■ **PASSAGE PROVIDED**

○ ○ ○

The 43-year-old’s inclusion has been divisive, with her supporters welcoming the decision while critics have questioned the fairness of transgender athletes competing against cisgender women.

In a tweet on Sunday, the LGBTQ advocacy organization GLAAD emphasized that trans athletes have been allowed to compete in the Olympics and Paralympics since 2004, and yet Hubbard is still the first to qualify in that time.

Trans advocate and triathlete Chris Mosier, who was the first trans athlete to compete on a U.S. national team in the 2016 World Championships for the sprint duathlon, said Hubbard's selection is meaningful. The IOC adopted its current guidelines in 2015 after Mosier challenged the previous rules, which required athletes to undergo genital surgery.

“Laurel Hubbard becoming the first transgender athlete in the Olympics will be meaningful — to the trans community as a whole, but to me specifically, as I’ve spent over the last decade of my life trying to lay the groundwork for this moment,” he wrote on Twitter.

Emily Campbell, a British weightlifter who will compete against Hubbard in Tokyo, said she supports Hubbard's participation.

"She is a human being and she has qualified for this competition fairly like everyone else has, following rules that we all have to abide by," Campbell told the Independent last month. "My performance will give me the place I achieve on the day. You have to be a great sportsman in this game, you have to perform in the way you can and give everyone equal respect."

Though there's no clear science that proves that trans women have an unfair advantage over cisgender women in competitive sports, one recent study published in the British Journal of Sports Medicine found that trans women have an athletic advantage over cis women after a year of hormone therapy.

○ ○ ○

■ **DATA**
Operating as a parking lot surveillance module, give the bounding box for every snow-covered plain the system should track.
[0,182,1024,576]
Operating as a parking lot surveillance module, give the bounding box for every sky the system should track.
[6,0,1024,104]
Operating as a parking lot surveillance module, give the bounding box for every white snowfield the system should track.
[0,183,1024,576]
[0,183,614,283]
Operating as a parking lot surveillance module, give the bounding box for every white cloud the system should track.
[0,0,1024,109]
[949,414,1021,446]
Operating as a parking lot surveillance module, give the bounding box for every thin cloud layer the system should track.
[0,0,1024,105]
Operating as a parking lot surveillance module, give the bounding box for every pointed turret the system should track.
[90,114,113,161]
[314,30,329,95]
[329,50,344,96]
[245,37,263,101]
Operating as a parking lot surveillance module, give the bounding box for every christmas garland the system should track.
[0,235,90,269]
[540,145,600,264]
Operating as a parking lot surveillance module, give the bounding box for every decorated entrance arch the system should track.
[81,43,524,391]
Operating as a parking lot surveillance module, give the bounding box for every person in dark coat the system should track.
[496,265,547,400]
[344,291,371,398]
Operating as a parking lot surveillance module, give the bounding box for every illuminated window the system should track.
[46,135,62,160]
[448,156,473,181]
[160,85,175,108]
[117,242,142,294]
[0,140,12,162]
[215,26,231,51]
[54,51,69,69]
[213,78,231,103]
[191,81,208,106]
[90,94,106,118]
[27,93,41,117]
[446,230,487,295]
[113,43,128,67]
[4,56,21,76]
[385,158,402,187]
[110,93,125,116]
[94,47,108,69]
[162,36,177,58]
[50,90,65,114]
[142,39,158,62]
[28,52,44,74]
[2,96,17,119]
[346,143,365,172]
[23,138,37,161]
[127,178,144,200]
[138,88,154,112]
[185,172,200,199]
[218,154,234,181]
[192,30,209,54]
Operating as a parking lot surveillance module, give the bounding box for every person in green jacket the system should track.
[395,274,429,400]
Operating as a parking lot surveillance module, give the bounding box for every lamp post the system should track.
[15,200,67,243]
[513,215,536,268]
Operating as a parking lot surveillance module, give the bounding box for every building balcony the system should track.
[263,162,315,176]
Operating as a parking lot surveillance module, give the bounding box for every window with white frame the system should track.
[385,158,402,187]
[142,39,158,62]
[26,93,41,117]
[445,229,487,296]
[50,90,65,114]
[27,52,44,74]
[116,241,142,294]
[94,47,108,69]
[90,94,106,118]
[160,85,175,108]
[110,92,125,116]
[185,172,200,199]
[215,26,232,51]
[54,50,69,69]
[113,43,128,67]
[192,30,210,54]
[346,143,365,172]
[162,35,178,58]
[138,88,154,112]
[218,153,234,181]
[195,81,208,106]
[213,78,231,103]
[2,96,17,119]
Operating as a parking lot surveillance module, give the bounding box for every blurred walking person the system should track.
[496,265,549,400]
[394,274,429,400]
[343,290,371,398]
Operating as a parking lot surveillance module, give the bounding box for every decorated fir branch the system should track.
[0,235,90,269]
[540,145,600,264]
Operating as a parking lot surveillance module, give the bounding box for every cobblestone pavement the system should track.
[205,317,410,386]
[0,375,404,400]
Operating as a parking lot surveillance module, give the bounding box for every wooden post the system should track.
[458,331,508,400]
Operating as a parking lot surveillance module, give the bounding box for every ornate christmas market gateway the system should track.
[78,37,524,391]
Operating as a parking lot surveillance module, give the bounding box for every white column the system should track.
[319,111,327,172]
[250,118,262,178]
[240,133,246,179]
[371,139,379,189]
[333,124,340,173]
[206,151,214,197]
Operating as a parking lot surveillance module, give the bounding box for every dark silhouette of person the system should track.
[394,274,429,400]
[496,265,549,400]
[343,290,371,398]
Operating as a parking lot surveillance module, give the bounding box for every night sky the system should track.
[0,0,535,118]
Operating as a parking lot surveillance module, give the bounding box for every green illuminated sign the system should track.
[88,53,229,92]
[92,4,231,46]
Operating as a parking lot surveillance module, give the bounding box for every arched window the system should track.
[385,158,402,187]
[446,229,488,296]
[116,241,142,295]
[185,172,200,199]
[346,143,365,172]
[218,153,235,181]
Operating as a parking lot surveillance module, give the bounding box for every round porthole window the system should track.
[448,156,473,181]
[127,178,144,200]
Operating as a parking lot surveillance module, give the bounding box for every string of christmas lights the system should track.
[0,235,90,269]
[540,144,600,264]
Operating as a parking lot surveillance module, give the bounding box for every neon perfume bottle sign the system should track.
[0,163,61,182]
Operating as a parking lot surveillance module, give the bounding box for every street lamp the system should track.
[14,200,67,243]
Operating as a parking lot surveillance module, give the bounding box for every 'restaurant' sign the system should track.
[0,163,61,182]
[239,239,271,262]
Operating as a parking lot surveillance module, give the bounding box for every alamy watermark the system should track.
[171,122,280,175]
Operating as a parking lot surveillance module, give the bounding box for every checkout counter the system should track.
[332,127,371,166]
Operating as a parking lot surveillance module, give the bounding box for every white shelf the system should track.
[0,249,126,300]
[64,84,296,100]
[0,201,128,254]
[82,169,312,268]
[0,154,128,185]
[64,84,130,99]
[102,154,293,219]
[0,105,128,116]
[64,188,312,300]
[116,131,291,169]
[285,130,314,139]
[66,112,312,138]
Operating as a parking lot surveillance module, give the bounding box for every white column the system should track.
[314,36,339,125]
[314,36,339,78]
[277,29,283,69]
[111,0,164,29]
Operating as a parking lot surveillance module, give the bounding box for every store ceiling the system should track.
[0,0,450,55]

○ ○ ○

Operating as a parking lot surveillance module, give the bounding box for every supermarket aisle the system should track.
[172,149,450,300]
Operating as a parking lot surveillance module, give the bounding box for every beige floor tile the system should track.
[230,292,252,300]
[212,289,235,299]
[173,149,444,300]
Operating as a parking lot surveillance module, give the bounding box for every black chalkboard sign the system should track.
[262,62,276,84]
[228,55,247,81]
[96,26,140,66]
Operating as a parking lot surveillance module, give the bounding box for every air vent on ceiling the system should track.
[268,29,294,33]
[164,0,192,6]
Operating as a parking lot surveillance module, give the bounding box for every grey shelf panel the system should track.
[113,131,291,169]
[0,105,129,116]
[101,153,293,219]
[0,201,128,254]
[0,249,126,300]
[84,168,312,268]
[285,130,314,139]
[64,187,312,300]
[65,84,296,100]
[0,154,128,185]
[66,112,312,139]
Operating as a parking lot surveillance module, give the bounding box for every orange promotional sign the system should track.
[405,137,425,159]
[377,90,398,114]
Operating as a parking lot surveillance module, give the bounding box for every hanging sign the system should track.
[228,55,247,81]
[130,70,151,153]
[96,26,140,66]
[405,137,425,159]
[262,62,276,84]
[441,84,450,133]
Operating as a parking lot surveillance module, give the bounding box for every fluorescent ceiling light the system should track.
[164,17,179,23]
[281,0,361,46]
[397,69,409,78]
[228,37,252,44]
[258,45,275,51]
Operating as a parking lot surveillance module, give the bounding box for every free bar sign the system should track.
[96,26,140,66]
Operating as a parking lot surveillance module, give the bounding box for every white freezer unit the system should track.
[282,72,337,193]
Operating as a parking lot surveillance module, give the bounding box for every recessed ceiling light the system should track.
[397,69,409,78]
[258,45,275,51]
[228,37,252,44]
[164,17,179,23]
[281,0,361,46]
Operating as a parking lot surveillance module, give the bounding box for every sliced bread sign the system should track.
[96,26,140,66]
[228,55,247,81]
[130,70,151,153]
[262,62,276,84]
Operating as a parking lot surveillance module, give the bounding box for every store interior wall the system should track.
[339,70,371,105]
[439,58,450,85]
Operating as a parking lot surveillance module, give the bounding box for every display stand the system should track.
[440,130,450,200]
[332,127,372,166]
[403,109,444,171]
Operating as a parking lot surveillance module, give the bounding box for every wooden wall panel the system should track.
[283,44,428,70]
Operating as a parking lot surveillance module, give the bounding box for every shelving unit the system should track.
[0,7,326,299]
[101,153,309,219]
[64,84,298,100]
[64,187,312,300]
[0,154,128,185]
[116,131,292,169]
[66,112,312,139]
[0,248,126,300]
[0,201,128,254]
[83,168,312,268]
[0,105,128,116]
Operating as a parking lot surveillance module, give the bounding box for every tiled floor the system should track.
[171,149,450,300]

○ ○ ○

■ **TASK REQUIREMENTS**
Rewrite the paragraph of the passage on Laurel Hubbard's Olympic selection that begins "Trans advocate and triathlete Chris Mosier" as a short bulleted list that keeps its main facts.

■ **RESPONSE TO THE EXERCISE**
- Chris Mosier, a trans advocate and triathlete, called Hubbard's selection meaningful.
- At the 2016 World Championships, Mosier became the first trans athlete to compete on a U.S. national team, in the sprint duathlon.
- The earlier IOC rules required athletes to undergo genital surgery.
- After Mosier challenged those rules, the IOC adopted its current guidelines in 2015.